[Recorded data]
----
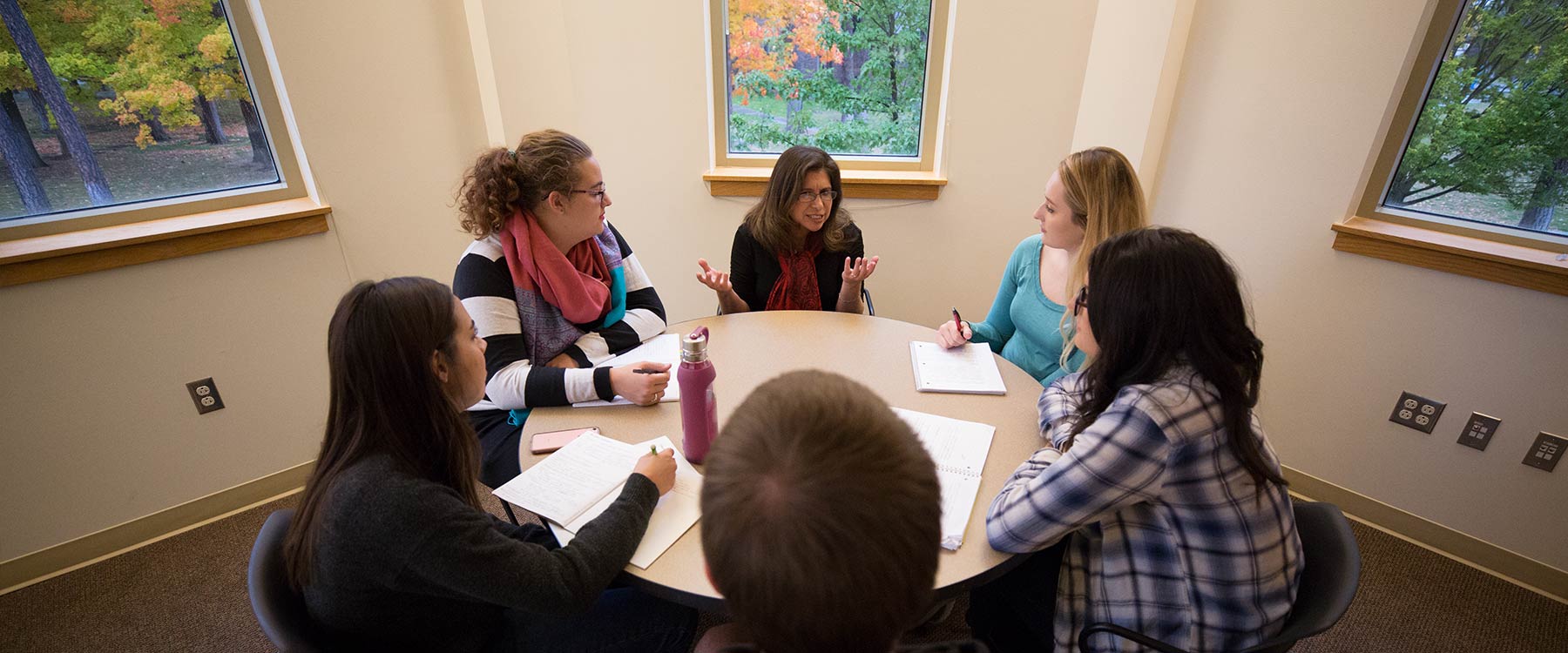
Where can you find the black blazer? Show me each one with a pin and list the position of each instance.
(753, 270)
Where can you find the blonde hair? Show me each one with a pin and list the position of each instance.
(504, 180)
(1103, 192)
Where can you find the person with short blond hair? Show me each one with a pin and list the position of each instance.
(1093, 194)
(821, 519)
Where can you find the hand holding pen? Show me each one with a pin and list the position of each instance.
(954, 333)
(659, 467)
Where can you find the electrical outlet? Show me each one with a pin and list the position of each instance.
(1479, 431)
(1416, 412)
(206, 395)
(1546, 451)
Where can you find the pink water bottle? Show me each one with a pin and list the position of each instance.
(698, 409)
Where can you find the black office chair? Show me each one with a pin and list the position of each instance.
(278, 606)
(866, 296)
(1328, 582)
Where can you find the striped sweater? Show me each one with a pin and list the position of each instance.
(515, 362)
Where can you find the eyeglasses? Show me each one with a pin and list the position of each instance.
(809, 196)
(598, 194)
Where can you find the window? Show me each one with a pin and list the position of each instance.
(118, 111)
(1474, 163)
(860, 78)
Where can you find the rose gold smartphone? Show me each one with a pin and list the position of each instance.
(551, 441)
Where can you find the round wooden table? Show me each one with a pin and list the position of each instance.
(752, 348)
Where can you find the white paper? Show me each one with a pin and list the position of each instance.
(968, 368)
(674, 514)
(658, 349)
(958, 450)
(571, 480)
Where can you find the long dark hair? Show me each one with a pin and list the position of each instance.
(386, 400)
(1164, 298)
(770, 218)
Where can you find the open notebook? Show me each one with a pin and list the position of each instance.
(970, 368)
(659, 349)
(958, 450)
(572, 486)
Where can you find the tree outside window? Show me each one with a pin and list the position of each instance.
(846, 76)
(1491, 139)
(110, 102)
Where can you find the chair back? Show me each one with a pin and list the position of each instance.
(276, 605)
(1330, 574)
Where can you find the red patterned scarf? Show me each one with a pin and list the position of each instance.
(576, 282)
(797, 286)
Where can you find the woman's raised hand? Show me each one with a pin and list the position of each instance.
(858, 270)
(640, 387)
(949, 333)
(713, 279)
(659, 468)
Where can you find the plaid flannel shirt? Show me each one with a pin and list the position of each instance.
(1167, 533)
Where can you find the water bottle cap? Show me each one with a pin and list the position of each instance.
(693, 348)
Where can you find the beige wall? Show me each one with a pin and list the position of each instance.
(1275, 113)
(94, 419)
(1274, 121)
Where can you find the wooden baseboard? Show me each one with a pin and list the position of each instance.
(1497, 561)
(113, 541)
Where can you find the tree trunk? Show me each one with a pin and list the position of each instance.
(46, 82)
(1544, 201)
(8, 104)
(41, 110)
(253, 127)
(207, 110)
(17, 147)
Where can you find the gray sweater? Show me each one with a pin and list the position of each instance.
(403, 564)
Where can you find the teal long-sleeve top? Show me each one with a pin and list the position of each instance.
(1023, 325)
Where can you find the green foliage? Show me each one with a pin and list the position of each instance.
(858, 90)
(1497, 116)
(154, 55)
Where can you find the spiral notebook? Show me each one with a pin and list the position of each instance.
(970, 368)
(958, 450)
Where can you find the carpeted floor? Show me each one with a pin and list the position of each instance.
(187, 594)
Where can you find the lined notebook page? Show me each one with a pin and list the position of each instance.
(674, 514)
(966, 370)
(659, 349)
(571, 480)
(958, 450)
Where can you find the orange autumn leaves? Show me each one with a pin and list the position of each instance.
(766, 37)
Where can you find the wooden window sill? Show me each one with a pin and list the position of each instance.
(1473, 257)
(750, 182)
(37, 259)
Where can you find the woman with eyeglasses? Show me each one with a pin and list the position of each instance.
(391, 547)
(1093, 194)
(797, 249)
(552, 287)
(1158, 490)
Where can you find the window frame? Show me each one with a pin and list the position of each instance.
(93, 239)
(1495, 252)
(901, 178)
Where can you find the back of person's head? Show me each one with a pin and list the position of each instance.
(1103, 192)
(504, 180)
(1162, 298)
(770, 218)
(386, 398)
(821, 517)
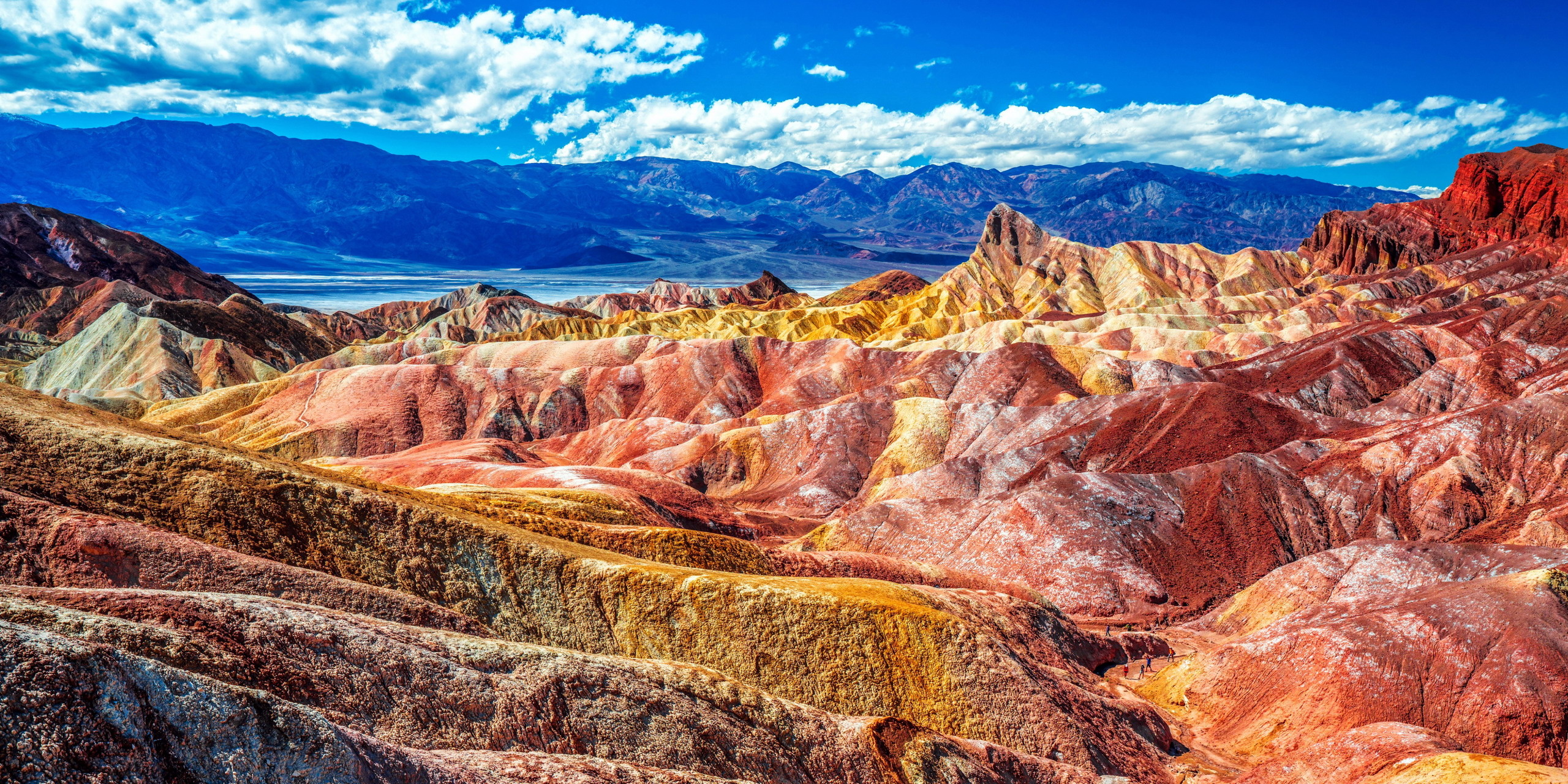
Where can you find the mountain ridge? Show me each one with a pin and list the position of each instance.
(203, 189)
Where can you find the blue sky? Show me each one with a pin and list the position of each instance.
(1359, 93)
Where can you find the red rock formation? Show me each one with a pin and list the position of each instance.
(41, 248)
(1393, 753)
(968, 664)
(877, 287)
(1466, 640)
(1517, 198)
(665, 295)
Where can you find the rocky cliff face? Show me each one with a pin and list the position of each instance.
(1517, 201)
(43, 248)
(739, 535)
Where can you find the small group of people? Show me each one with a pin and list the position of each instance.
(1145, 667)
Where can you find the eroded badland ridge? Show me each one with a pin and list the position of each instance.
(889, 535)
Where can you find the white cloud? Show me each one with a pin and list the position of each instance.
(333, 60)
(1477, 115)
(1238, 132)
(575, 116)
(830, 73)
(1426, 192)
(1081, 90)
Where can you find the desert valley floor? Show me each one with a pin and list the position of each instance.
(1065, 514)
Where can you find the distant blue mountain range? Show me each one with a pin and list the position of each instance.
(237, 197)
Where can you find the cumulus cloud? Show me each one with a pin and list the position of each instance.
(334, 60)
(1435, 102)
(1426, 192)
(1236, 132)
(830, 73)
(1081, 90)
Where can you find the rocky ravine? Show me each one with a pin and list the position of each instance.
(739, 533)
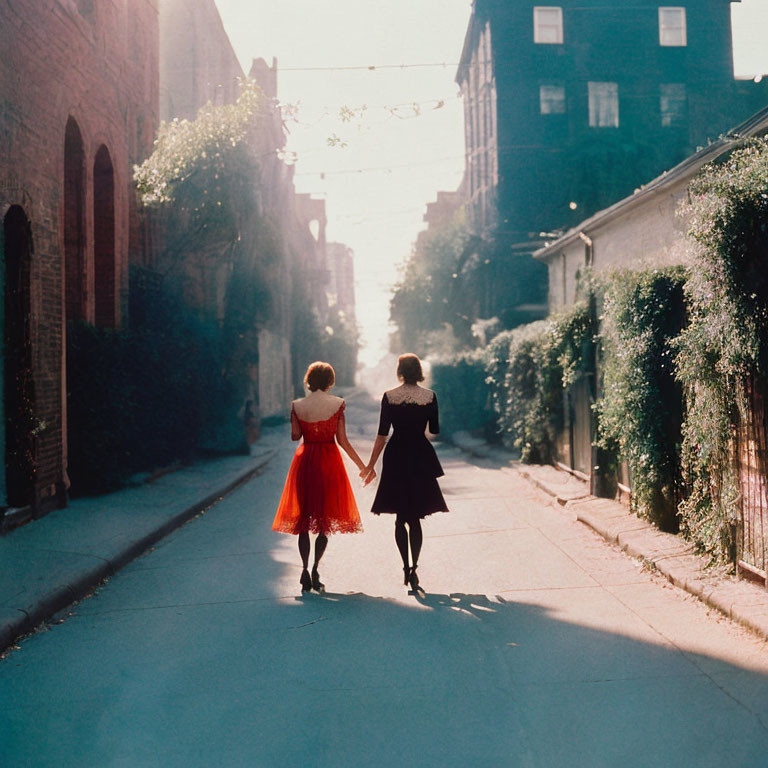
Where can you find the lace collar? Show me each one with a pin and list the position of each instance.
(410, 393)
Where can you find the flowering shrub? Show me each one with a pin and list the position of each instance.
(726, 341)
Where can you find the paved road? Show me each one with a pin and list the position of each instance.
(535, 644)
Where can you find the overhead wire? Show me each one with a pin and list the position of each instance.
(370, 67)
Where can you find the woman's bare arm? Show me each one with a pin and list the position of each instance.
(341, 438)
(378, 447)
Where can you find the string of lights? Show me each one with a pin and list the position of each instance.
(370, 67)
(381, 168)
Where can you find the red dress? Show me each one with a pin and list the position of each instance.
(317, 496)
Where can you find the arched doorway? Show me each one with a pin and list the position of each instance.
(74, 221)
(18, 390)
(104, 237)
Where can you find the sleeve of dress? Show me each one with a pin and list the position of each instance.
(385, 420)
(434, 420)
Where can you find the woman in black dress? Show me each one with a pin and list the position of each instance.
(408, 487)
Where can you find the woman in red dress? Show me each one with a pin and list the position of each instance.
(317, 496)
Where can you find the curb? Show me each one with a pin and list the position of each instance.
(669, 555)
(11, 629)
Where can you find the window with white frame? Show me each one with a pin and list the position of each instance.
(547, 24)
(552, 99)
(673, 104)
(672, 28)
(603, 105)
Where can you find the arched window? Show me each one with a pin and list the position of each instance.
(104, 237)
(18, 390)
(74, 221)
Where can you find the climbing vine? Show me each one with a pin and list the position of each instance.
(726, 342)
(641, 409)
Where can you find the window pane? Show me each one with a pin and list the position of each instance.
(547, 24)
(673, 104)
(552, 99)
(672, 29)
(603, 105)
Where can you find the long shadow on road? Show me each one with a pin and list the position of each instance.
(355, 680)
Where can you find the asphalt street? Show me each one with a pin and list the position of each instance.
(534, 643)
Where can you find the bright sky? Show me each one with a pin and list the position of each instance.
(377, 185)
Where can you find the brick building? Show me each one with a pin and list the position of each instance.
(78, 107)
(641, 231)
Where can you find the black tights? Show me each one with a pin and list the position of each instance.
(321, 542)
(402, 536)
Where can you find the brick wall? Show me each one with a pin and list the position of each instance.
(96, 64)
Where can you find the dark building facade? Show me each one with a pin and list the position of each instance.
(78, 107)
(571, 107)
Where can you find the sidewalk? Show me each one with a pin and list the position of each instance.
----
▶ [Problem to work on]
Above are the records; transcribe them exactly without the pictures.

▶ [Reply to the task]
Where can you find the black blazer? Show me each one with a pin and list the position of each instance.
(753, 270)
Where can you find the blonde hair? Show me each one with a pin and list the position of each instance.
(504, 180)
(1103, 192)
Where can you find the person with short blond hair? Show me each one with a pin and list the position of each instance.
(1093, 194)
(821, 519)
Where can you find the hand holding pen? Show me each one with a pin and list the position of each instance.
(954, 333)
(659, 467)
Where can you find the electrical outlet? Show me each one with a pin and list the position of each instance.
(1479, 431)
(1416, 412)
(206, 395)
(1546, 451)
Where can you find the pink water bottle? Show me each one with a pin and list the position of each instance.
(698, 409)
Where can you find the black office chair? Show me each one with a pin and list the position of each instance.
(278, 606)
(866, 296)
(1328, 582)
Where can you find the striped sweater? Show me each one with a pin and list the position of each instance.
(515, 362)
Where can you find the eyeglasses? Show me each one with a pin and list the position of each instance.
(809, 196)
(598, 194)
Where can you find the window? Show me each one with a pin and list the position of each instance.
(118, 111)
(1474, 163)
(860, 78)
Where can you find the rose gold smartphone? Show me each one with a pin and list the position of each instance.
(551, 441)
Where can you find the round wooden table? Show me each one with a pin and list the position of each instance.
(752, 348)
Where can you find the white paper? Show me each one with a pin and list the position of each instance.
(968, 368)
(674, 514)
(658, 349)
(958, 450)
(571, 480)
Where can you find the long dark hair? Show me each one with a pin and list the position of each instance.
(386, 400)
(1164, 298)
(770, 218)
Where can you find the open notebook? Show me each one with a pin and list the position of each instance.
(970, 368)
(659, 349)
(958, 450)
(572, 486)
Where can you find the tree outside window? Show me each one with a pin and list the position of each instance.
(846, 76)
(1491, 139)
(110, 102)
Where can you find the chair back? Show me each one with a pin and list the position of each instance.
(276, 605)
(1330, 574)
Where can you find the red patterned scarf? Show me each one with a pin and list the position of each instance.
(576, 282)
(797, 286)
Where can you find the woman's raised hand? Show me each one with a pin and list the position of each instance.
(858, 270)
(640, 387)
(949, 333)
(713, 279)
(659, 468)
Where can you find the plaid flannel shirt? Show me each one with a pin and list the position of each instance.
(1167, 533)
Where can you find the water bottle cap? Show me each one with a pin and list the position of each instance.
(693, 348)
Where can you find the beige wall? Show me each one with a pin and list the position of each instance.
(1275, 113)
(94, 419)
(1274, 121)
Where can you find the wooden baseboard? Show me each one with a pin and list the position of each instance.
(1497, 561)
(113, 541)
Where can you find the tree trunk? Show me each one with a pin and list the position of each instance.
(46, 82)
(1544, 201)
(8, 104)
(41, 110)
(253, 127)
(207, 110)
(17, 147)
Where can you find the gray sweater? Show me each one with a pin and list the position of each instance.
(403, 564)
Where can you find the teal long-sleeve top? Show me each one with a pin and list the position of each instance.
(1023, 325)
Where can you find the green foliage? Show me each one with a pin and list the position of each instance.
(858, 90)
(1497, 116)
(154, 55)
Where can you find the spiral notebook? Show me each one with a pin and list the position of each instance.
(970, 368)
(958, 450)
Where can you find the carpeted floor? Show me each one with a pin and list the position of each instance.
(187, 594)
Where can you find the lined notebook page? Show me each one with a pin and list the position of each instance.
(674, 514)
(966, 370)
(659, 349)
(571, 480)
(958, 450)
Where can you find the orange autumn leaves? Show me each one with a pin and list the position of each instance.
(766, 37)
Where can you find the wooden window sill? Show me each one with a pin and list the position of each instance.
(1473, 257)
(750, 182)
(37, 259)
Where can you find the woman with eyeglasses? Show me each one with a pin and list the position of each instance.
(391, 547)
(1093, 194)
(797, 249)
(552, 287)
(1158, 490)
Where can you find the window frame? Show me each one with a pin and list the position of each instance.
(93, 239)
(1495, 252)
(901, 178)
Where can you find the back of person's head? Show me each one with a pin and list the position of each instance.
(1103, 192)
(504, 180)
(1162, 298)
(770, 218)
(386, 398)
(821, 517)
Where can you find the mountain ridge? Show me each one with a pin and list the position of each instance.
(203, 189)
Where can you find the blue sky? Show me each one with a pin and list the position of each instance.
(1359, 93)
Where can you find the red rock formation? Show me each one with a pin and list the position of each instance.
(41, 248)
(1393, 753)
(968, 664)
(877, 287)
(1466, 640)
(1517, 198)
(665, 295)
Where can you find the rocky cliff face? Show me each one with a pin and list the position of each instance.
(1517, 201)
(43, 248)
(739, 535)
Where can you find the small group of people? Show me each one with a pin and list the position of each instance.
(1145, 667)
Where can you find the eroded badland ridge? Show me each one with a pin and list the position of each instance.
(889, 535)
Where can you find the white cloud? Show me each one with a pin and list the position of each instance.
(333, 60)
(1477, 115)
(1238, 132)
(575, 116)
(830, 73)
(1426, 192)
(1081, 90)
Where can you find the desert valley floor? Show me each one with a pin and list the position of each instance.
(1065, 514)
Where can you find the distant blue mountain range? Show me each one with a pin and list the position of each instance.
(237, 197)
Where can you find the cumulus cloud? Show me each one with a pin and list the position of each instance.
(334, 60)
(1435, 102)
(1426, 192)
(1236, 132)
(830, 73)
(1081, 90)
Where can you find the rocky ravine? Show me each one with a pin and list the position of each instance.
(739, 533)
Where can you find the lace collar? Show me each one with a pin and list the position of each instance.
(410, 393)
Where can you find the flowering shrub? Show me each one with a pin and list the position of each instance.
(726, 341)
Where can you find the paved road? Show me each one with a pin and list the position of each instance.
(535, 644)
Where can you find the overhead wire? Show me each one with a pin and list the position of each instance.
(370, 67)
Where can you find the woman's bare arm? Show me each one with a pin and list the position of each instance.
(341, 438)
(378, 447)
Where can you find the string of lights? Show me each one with a pin and list the position of each instance.
(370, 67)
(381, 168)
Where can you find the red dress? Show me each one with a pin and list the position of each instance.
(317, 496)
Where can you find the arched doorway? Show me each one with a pin and list the position of each instance.
(74, 221)
(18, 390)
(104, 237)
Where can you find the sleeve of dress? Show me each one with a pin and list the position of each instance.
(385, 420)
(434, 420)
Where can you find the woman in black dress? Show me each one with a pin and list the position of each instance.
(408, 487)
Where can you find the woman in red dress? Show me each one with a pin and list the position of each instance.
(317, 496)
Where can you find the curb? Show me each one with a pin and list the position of each instance.
(669, 555)
(11, 629)
Where can you find the window with white frame? Show me each one with a pin and list the position of each instance.
(547, 24)
(552, 99)
(673, 104)
(672, 28)
(603, 105)
Where can you find the arched window? Show me each one with a pin and list the position of each instance.
(104, 237)
(18, 390)
(74, 221)
Where can you find the climbing vine? Show me each one with a pin and list the position of each instance.
(726, 342)
(641, 409)
Where can you find the window pane? Show me each one with a pin and list the position of each instance.
(547, 24)
(673, 104)
(552, 99)
(672, 29)
(603, 105)
Where can you find the long shadow on road? Show me each one with a pin and list the position of each instance.
(355, 680)
Where can you find the asphalt street? Show me each one with a pin and list the position of each instance.
(534, 643)
Where can you find the bright sky? Show me each one with a pin and list the position of each instance.
(377, 185)
Where can you find the brick building? Show me each one with a pin and list the position of each instance.
(78, 107)
(641, 231)
Where can you find the black tights? Show me each one with a pin and list the position of each instance.
(321, 542)
(402, 536)
Where can you find the brick wall? Show me each one with a pin and list the position of each instance.
(96, 64)
Where can you find the dark building facade? Show me each one with a pin and list the position of each instance.
(78, 107)
(571, 107)
Where can you find the sidewalk? Show me each one with a pin and list the position of each instance.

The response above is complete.